M. Trarieux. — ... Cela, dans une expertise qui n’était pas encore commencée.

Je ne pouvais évidemment blâmer la mesure prise, et, quand le magistrat m’expliqua qu’il voulait faire un exemple, faire cesser un abus qui s’est trop souvent produit parmi MM. les experts-comptables au Tribunal civil, je ne pus qu’approuver et je n’eus pas à insister auprès de lui pour le faire revenir sur cette mesure.

Mais, en même temps que je l’approuvais, je me permis de lui faire observer qu’en définitive, il était notoire que d’autres experts, en diverses circonstances, avaient commis la même irrégularité, que c’était peut-être frapper d’une manière bien sévère, car M. Teyssonnières allait être atteint dans tout son avenir et qu’en outre, la mesure prise pouvait avoir des conséquences d’une certaine gravité, celles que j’indiquais tout à l’heure, et je lui demandai s’il verrait un inconvénient à ce que, dans une certaine mesure, je m’intéresse à lui.

Lignes extraites
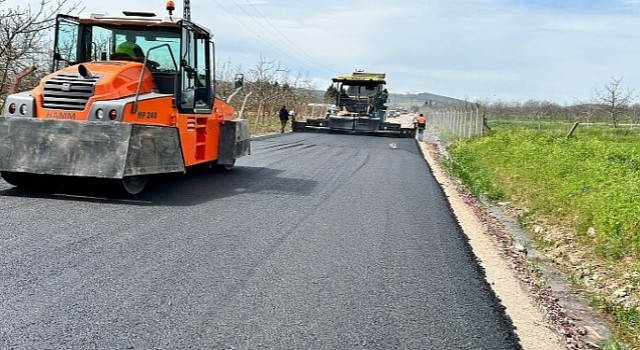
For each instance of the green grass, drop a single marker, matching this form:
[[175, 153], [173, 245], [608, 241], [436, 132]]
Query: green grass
[[591, 180]]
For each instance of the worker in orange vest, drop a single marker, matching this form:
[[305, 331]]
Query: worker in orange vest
[[421, 123]]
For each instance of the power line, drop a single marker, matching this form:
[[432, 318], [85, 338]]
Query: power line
[[268, 31], [292, 44]]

La consigne
Reprenez l'extrait sur la sanction visant M. Teyssonnières et poursuivez-le à partir de sa dernière phrase. Les lignes n'ont aucun lien avec l'extrait.

Réponse écrite
M. le Président du tribunal ne l’en crut pas indigne, et c’est ainsi que je priai M. le Premier Président de la Cour d’appel de venir me voir. Je lui communiquai les faits et je lui demandai s’il verrait un inconvénient à accepter M. Teyssonnières sur la liste des experts de la Cour où le rôle des experts est beaucoup moins important qu’au tribunal. M. le Premier Président accepta et M. Teyssonnières fut inscrit à partir de cette date — je ne sais pas s’il y figure encore — au tableau des experts de la Cour d’appel.

M. Teyssonnières vit là un service rendu. Je croyais n’avoir accompli qu’un acte de bonne administration et d’équitable justice; mais enfin il me fut d’une extrême reconnaissance. Il m’a témoigné sa gratitude en plus d’une occasion; il est venu me la témoigner à domicile et j’ai reçu plusieurs fois ses visites dans le courant de l’année 1896, après ma sortie du ministère de la justice. (A M. Teyssonnières.) Elles ont été rares, il est vrai; vous êtes peut-être venu en 1896 trois ou quatre lois; je ne crois pas que vous soyez venu plus souvent.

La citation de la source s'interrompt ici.